• _Требуемое задание 1_:
Изложите в виде краткого списка абзац фрагмента о Геродоте, начинающийся словами «Плагиат или ложь», сохранив его основные факты.
• _Требуемое задание 2_:
Кратко ответьте на вопросы по фрагменту о Геродоте, пометив ответы теми же буквами.
(a) Какие два ответа были наготове у читателя, заподозрившего автора?
(b) Какой образ Геродота возобладал в итоге?
(c) В каком веке Геродот оказался созвучен новым веяниям исторической науки?

• _Выбранный текст_:
━━━━━━━━

Своей «непохожестью» на коллег, своей ярко выраженной спецификой, выбивавшейся из рамок античного исторического жанра (а как могло быть иначе, если его «История» писалась тогда, когда сами эти рамки еще не зафиксировались?) — уже этими чертами галикарнасец вызывал настороженное отношение читателя. И у того возникали естественные подозрения: а, собственно, как автор узнал то, о чем он пишет, если он не видел этого собственными глазами? Наготове были два ответа, диктуемые изменившимся менталитетом: либо всё это у кого-нибудь списано, либо попросту вымышлено.
Плагиат или ложь — из этих двух альтернатив в толковании Геродота к первой обращались реже, поскольку понимали, что списывать «отцу истории» было, в общем-то, почти не у кого. Соответственно и возобладал пресловутый образ «отца лжи», державшийся в представлениях поколений очень и очень долго. Ведь только в XX в., в связи с расширением исследовательского поля исторической науки от чисто событийной истории к «структурам повседневности» (школа «Анналов»), в связи с появлением в нашей дисциплине принципиально новых методов и подходов (изучение прошлого по устным, а не только письменным свидетельствам и т. п.), Геродот оказался удивительно созвучен этим современным веяниям. По афористичному суждению того же Момильяно, он именно в наши дни реально стал «отцом истории»[508].

━━━━━━━━

Строки данных:
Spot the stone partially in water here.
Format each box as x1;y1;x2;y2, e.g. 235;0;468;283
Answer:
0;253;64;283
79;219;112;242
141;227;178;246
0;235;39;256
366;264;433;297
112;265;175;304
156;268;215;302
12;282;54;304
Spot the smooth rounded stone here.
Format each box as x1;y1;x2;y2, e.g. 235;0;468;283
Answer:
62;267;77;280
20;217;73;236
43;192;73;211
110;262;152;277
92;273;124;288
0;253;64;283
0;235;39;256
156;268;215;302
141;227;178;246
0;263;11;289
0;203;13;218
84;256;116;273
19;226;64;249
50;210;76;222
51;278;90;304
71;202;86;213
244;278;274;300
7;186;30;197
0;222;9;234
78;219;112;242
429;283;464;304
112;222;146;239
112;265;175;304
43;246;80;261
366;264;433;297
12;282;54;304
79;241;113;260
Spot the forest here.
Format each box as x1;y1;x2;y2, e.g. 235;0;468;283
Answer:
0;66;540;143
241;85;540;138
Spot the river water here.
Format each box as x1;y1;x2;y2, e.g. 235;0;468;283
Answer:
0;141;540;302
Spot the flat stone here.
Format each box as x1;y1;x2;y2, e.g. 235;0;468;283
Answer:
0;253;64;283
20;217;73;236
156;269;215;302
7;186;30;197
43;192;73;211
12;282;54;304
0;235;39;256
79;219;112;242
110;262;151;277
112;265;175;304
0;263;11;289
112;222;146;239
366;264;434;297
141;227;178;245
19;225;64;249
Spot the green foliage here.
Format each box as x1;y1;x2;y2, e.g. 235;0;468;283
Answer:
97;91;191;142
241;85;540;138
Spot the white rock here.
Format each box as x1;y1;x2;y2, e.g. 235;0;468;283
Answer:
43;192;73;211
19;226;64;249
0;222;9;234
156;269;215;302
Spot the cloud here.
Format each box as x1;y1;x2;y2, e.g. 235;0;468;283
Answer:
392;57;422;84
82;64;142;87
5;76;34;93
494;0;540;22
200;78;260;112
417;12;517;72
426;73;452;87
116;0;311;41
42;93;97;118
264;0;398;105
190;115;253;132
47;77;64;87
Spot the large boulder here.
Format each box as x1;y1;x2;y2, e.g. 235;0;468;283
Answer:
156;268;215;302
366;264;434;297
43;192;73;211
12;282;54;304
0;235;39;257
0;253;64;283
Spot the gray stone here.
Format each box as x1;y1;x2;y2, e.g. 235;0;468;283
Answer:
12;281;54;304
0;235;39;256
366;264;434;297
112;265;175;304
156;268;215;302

━━━━━━━━

• _Ответ на задание 1_:
- Из двух толкований Геродота, плагиата и лжи, к первому обращались реже: списывать «отцу истории» было почти не у кого.
- Поэтому утвердился образ «отца лжи», который держался в представлениях поколений очень долго.
- Лишь в XX в. Геродот оказался созвучен современным веяниям. Это произошло, когда поле исторической науки расширилось от событийной истории к «структурам повседневности» (школа «Анналов») и появились новые методы, например изучение прошлого по устным свидетельствам.
- По суждению Момильяно, именно в наши дни Геродот реально стал «отцом истории».

• _Ответ на задание 2_:
(a) Либо всё это у кого-нибудь списано, либо попросту вымышлено.
(b) Образ «отца лжи».
(c) В XX в.